Daniel Ricciardo insists danger remains but F1 is not worth ‘life or death’


Daniel Ricciardo insists Formula One remains a dangerous sport despite the abandonment of Sunday’s rain-hit Belgian Grand Prix.

Just two laps were completed behind a safety car with the conditions deemed unsafe.

Spa-Francorchamps is considered to be one of the most treacherous tracks on the F1 calendar, with 23 drivers killed here.

Two years ago, French Formula Two driver Anthoine Hubert lost his life after a multi-car collision. On Saturday, Ricciardo’s McLaren team-mate Lando Norris was hospitalised after he crashed at 185mph in the wet.

Conditions were treacherous throughout race day in Belgium
Conditions were treacherous throughout race day in Belgium (AP Photo/Olivier Matthys)

“There is a change in mind-sets to it all,” said Ricciardo, a seven-time grand prix winner.

“I wasn’t around in the era when it was kind of normal to have fatalities in the sport.

“I am sure it was hard to accept but because it was more regular it was kind of expected. And knowing what I know now would I have raced in the 60s? No. It is a sport.

* [What this exercise asks]:
A) Repeat word for word the part of the Ricciardo article that opens with the words containing "Two years ago, French" and closes with "grand prix winner.".
B) Summarize the Ricciardo article in two sentences.

* [Supplied material]:
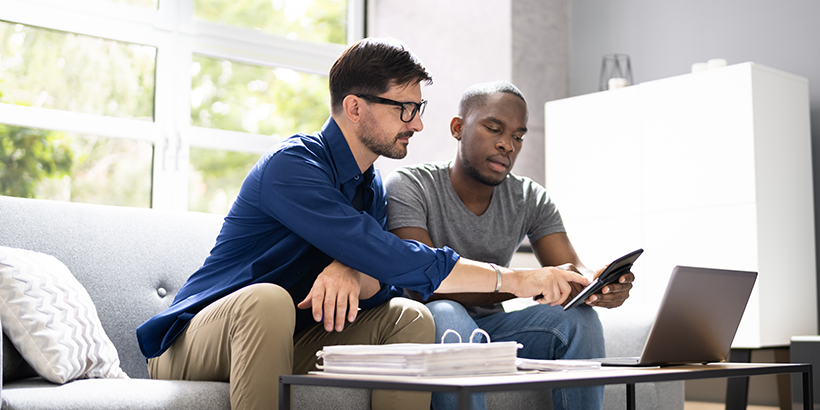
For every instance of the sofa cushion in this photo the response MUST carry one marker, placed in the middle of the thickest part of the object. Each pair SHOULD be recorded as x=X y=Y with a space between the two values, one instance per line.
x=14 y=366
x=116 y=394
x=50 y=318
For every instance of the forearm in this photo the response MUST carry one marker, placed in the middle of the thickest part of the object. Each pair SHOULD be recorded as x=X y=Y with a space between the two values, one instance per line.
x=369 y=286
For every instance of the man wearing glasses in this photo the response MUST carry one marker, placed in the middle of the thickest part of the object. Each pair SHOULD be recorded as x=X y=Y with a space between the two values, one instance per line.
x=304 y=258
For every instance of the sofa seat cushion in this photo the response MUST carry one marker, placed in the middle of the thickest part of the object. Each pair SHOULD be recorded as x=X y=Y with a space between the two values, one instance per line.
x=116 y=394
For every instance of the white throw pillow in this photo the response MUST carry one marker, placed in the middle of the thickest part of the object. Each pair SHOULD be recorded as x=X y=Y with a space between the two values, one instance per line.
x=50 y=318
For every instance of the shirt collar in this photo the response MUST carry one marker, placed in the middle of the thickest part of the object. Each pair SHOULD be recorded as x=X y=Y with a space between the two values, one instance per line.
x=343 y=158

* [Expected results]:
A)
Two years ago, French Formula Two driver Anthoine Hubert lost his life after a multi-car collision. On Saturday, Ricciardo’s McLaren team-mate Lando Norris was hospitalised after he crashed at 185mph in the wet.

Conditions were treacherous throughout race day in Belgium
Conditions were treacherous throughout race day in Belgium (AP Photo/Olivier Matthys)

“There is a change in mind-sets to it all,” said Ricciardo, a seven-time grand prix winner.

B) Daniel Ricciardo insists Formula One remains a dangerous sport despite the abandonment of the rain-hit Belgian Grand Prix, where only two laps were completed behind a safety car. Spa-Francorchamps, where 23 drivers have been killed, is where Anthoine Hubert died two years ago and where Lando Norris was hospitalized after crashing at 185mph in the wet on Saturday.